__DOCUMENT EXTRACT__.
....................

Vertigo was first released on DVD in March 1998. On October 4, 2011, the film was re-issued on DVD by Universal Pictures Home Entertainment as part of the Alfred Hitchcock: The Essentials Collection. Subsequently, the film was released on Blu-ray on September 25, 2012, as part of the Alfred Hitchcock: The Masterpiece Collection. In May 2014, the film was re-released as a stand-alone Blu-ray edition. Some home video releases, such as the 2005 Hitchcock Masterpiece Collection DVD set, contain the original mono track as an option.

In October 2014, a new 4K restoration was presented at the Castro Theatre in San Francisco. This version gives credit to Harris and Katz at the end of the film, and thanks them for providing some previously unknown stereo soundtracks. This version, however, removes some of the "excessive" Foley sound that was added in the 1996 restoration.

Reception

Contemporaneous reception
The initial reception expressed in film reviews for Vertigo was mixed. Variety wrote the film showed Hitchcock's "mastery", but felt the film was "too long and slow" for "what is basically only a psychological murder mystery". Similarly, Philip K. Scheuer of the Los Angeles Times admired the scenery, but found the plot took "too long to unfold" and felt it "bogs down in a maze of detail". Scholar Dan Auiler says that this review "sounded the tone that most popular critics would take with the film". However, the Los Angeles Examiner loved it, admiring the "excitement, action, romance, glamor and [the] crazy, off-beat love story". The New York Times film critic Bosley Crowther also gave Vertigo a positive review by explaining that "[the] secret [of the film] is so clever, even though it is devilishly far-fetched." Richard L. Coe of The Washington Post praised the film as a "wonderful weirdie," writing that "Hitchcock has even more fun than usual with trick angles, floor shots and striking use of color. More than once he gives us critical scenes in long shots establishing how he's going to get away with a couple of story tricks." John McCarten of The New Yorker wrote Hitchcock "has never before indulged in such farfetched nonsense."

....................

__PROBLEMS TO SOLVE__.
1 – According to the passage on Vertigo, where was the new 4K restoration presented in October 2014?
2 – Write out the part of the passage on Vertigo between "Vertigo was first" and "as an option.", inclusive.
3 – Translate this sentence from the passage on Vertigo into Spanish: "In May 2014, the film was re-released as a stand-alone Blu-ray edition."
The items that come next are separate material from the passage on Vertigo.

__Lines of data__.
....................

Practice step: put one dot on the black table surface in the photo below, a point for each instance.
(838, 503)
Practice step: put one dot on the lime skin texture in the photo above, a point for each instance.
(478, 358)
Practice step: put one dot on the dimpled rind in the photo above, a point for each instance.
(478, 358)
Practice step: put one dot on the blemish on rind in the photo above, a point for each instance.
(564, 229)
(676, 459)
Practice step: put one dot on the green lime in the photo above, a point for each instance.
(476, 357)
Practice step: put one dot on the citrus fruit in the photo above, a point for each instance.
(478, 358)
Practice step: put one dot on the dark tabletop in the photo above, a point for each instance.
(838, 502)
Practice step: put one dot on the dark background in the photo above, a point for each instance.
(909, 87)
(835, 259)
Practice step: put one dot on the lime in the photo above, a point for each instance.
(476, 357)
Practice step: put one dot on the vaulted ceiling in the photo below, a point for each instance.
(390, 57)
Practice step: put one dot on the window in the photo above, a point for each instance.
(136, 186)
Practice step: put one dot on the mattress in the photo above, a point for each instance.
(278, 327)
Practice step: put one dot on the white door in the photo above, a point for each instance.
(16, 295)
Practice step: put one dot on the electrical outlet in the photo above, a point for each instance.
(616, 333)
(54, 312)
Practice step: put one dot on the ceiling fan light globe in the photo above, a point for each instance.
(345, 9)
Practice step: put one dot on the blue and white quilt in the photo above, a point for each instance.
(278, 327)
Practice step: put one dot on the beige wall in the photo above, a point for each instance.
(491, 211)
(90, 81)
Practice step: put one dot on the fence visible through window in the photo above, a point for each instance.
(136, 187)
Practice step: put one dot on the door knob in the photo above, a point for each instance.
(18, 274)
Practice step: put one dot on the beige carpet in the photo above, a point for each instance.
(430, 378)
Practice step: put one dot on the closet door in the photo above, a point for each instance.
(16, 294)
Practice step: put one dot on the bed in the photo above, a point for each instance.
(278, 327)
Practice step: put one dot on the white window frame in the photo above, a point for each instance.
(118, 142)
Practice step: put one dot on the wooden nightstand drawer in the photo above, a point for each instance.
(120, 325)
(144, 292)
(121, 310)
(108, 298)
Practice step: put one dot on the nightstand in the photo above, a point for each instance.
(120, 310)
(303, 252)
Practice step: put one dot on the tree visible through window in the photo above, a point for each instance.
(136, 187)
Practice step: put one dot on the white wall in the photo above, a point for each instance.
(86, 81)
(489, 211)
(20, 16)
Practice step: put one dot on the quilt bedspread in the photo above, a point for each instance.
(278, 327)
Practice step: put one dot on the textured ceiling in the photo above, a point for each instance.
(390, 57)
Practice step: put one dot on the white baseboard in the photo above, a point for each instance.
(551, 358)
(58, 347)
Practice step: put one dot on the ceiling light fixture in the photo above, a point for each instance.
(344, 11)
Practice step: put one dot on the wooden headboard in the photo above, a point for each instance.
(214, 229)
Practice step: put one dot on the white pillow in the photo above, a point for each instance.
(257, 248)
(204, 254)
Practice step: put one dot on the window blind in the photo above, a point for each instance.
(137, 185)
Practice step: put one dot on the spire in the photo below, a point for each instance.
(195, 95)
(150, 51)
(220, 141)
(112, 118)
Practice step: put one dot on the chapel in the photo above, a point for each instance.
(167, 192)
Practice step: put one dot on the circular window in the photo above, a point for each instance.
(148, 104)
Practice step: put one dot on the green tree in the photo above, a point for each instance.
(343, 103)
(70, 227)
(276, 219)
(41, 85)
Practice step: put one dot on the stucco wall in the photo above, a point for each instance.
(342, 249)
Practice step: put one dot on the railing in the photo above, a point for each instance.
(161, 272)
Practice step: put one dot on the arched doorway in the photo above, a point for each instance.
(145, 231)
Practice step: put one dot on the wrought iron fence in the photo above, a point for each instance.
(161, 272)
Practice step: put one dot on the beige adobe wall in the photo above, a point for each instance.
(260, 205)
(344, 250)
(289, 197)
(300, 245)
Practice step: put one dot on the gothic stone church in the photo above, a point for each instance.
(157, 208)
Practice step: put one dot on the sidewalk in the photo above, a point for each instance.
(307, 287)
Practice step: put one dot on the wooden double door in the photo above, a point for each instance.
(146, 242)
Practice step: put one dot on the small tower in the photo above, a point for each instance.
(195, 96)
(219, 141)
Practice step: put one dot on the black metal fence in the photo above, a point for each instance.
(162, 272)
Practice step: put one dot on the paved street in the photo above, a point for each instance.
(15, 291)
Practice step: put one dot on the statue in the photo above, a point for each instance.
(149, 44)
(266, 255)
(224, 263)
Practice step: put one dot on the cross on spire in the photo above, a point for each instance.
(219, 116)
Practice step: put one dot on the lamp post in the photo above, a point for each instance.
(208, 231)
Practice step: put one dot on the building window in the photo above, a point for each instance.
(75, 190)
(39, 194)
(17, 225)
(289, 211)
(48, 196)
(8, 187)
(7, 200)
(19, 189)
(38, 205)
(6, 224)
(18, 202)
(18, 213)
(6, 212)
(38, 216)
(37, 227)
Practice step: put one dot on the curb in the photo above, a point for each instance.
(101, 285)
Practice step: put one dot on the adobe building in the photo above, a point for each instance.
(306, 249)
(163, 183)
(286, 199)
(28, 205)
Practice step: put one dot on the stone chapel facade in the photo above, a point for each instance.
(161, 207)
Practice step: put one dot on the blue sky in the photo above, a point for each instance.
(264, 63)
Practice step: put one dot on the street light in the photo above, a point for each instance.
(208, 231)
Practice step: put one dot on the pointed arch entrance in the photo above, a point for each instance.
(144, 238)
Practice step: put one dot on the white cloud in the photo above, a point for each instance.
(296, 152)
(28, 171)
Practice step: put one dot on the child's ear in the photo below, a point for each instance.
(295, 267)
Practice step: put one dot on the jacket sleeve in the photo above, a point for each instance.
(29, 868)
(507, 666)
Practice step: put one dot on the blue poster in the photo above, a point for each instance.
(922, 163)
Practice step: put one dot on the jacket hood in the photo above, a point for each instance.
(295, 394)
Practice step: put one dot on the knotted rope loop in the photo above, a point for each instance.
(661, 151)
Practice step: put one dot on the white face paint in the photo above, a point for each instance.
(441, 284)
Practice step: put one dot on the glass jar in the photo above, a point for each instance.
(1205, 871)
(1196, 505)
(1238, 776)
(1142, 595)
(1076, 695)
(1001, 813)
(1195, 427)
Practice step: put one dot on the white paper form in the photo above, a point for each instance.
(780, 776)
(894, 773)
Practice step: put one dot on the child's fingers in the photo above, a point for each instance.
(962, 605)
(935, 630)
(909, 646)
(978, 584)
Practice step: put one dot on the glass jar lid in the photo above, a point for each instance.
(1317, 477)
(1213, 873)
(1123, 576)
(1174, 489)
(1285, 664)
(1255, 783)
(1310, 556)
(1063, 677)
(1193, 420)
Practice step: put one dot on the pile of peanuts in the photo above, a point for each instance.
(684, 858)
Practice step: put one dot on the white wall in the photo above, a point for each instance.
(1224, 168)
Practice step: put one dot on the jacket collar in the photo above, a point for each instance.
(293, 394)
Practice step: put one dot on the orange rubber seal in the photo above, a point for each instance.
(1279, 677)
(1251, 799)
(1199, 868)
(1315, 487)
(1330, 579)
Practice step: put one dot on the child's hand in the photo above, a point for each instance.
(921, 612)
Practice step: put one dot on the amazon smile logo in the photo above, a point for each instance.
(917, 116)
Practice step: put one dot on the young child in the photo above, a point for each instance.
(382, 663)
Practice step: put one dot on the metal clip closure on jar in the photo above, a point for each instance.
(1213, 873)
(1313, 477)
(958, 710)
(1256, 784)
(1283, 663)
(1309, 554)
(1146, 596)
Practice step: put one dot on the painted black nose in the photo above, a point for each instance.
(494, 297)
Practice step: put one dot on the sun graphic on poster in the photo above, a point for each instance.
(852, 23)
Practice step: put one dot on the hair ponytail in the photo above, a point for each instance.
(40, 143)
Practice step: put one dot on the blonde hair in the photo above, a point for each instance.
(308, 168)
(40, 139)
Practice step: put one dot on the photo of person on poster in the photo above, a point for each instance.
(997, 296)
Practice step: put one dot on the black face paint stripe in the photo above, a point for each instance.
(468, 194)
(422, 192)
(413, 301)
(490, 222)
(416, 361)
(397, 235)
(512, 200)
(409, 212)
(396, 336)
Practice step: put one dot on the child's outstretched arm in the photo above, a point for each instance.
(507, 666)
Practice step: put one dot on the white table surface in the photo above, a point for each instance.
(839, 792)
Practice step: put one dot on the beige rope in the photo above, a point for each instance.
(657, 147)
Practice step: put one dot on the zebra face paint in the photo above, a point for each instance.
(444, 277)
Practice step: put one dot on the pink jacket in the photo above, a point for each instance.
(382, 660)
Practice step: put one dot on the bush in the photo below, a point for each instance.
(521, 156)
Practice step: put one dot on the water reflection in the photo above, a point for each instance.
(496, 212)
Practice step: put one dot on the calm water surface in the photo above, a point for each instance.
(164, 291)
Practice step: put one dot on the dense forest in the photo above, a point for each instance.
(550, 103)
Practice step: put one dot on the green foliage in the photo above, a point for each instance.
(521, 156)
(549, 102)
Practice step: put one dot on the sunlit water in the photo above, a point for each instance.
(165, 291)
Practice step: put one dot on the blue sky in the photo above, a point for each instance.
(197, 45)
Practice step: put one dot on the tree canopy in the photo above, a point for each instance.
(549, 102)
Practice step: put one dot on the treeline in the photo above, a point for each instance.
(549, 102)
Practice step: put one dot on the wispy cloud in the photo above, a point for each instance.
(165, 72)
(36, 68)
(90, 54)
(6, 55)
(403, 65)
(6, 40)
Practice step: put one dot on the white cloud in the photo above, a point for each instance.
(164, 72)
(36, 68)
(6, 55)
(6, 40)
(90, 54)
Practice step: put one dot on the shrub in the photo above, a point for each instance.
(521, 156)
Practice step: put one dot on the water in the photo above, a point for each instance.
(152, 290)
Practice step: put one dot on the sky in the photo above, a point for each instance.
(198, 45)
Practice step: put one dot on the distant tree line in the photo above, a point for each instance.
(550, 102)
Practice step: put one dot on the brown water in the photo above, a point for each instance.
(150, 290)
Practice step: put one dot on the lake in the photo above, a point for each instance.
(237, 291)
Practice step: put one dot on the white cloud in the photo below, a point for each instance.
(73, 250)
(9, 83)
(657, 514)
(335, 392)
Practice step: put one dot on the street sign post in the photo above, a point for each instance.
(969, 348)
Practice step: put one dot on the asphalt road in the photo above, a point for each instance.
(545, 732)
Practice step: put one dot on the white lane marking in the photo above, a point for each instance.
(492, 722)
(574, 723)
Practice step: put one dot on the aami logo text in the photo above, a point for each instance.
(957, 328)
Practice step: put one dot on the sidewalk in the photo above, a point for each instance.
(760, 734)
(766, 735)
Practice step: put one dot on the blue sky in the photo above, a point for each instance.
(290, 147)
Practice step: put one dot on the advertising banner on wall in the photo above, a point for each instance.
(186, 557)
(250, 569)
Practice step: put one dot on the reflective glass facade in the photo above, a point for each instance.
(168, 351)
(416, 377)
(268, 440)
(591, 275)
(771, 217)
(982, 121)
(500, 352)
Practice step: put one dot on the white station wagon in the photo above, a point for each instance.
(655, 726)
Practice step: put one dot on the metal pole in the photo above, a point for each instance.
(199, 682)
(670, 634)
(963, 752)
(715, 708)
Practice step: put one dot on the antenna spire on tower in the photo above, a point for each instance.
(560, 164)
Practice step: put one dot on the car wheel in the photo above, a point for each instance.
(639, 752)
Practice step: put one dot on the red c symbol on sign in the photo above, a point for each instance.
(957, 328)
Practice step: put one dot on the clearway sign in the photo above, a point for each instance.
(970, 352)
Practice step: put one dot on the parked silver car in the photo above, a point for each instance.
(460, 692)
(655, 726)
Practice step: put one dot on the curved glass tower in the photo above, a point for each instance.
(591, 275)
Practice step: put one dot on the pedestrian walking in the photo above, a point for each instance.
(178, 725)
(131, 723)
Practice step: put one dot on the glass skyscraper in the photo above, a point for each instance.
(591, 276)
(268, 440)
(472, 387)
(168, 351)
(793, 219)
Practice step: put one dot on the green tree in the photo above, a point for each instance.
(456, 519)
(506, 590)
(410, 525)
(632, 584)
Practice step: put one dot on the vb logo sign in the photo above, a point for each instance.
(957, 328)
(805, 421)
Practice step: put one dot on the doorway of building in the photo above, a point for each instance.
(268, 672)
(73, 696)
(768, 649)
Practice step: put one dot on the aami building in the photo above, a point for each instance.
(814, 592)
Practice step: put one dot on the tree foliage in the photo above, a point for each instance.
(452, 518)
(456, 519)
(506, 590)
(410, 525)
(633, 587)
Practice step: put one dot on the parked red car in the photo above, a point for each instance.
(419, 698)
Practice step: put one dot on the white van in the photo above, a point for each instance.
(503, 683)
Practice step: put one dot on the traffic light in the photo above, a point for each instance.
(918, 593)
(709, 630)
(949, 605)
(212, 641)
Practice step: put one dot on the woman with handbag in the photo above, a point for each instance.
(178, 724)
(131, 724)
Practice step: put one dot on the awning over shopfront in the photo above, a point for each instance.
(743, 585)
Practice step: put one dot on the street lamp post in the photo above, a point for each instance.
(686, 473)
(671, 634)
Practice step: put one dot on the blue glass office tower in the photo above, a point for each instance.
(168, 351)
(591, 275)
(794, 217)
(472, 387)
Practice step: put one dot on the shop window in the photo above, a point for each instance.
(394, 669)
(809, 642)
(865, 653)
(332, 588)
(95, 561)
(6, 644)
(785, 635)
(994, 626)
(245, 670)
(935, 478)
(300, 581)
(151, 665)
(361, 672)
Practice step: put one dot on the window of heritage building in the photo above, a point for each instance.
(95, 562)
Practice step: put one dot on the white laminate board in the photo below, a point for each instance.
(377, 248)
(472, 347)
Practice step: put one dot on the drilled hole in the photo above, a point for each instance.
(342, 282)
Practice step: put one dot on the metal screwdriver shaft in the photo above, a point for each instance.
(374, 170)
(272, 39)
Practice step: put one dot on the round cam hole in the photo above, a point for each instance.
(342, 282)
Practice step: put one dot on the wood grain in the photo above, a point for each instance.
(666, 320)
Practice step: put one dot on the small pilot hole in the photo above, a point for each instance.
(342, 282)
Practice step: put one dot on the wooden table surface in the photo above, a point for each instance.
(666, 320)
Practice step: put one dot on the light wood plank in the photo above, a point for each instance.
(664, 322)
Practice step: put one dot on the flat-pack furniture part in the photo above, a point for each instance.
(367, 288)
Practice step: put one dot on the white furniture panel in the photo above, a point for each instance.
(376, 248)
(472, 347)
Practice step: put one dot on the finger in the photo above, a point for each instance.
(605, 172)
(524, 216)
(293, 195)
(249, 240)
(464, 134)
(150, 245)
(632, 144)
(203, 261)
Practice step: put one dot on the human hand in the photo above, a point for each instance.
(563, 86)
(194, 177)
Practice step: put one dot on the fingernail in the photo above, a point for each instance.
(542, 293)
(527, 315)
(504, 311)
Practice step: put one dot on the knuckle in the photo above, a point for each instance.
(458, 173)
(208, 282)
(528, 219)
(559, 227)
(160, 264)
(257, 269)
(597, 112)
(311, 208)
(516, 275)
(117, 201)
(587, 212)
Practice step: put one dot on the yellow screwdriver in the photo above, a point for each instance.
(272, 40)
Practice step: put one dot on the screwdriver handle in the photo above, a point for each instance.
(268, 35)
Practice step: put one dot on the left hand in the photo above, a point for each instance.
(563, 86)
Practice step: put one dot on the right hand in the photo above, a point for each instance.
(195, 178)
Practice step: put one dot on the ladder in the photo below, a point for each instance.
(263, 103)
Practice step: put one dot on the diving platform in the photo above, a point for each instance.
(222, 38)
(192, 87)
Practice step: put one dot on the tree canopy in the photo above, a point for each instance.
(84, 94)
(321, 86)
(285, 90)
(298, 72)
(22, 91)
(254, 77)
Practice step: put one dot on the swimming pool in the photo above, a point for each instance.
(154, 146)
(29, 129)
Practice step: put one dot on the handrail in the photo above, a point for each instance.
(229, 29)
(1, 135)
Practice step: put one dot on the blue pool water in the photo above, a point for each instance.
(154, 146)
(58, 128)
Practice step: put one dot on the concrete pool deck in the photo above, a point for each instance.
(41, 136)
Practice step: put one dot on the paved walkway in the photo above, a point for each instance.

....................

__IN RESPONSE__.
1 – At the Castro Theatre in San Francisco.

2 –
Vertigo was first released on DVD in March 1998. On October 4, 2011, the film was re-issued on DVD by Universal Pictures Home Entertainment as part of the Alfred Hitchcock: The Essentials Collection. Subsequently, the film was released on Blu-ray on September 25, 2012, as part of the Alfred Hitchcock: The Masterpiece Collection. In May 2014, the film was re-released as a stand-alone Blu-ray edition. Some home video releases, such as the 2005 Hitchcock Masterpiece Collection DVD set, contain the original mono track as an option.

3 – En mayo de 2014, la película se reeditó como una edición independiente en Blu-ray.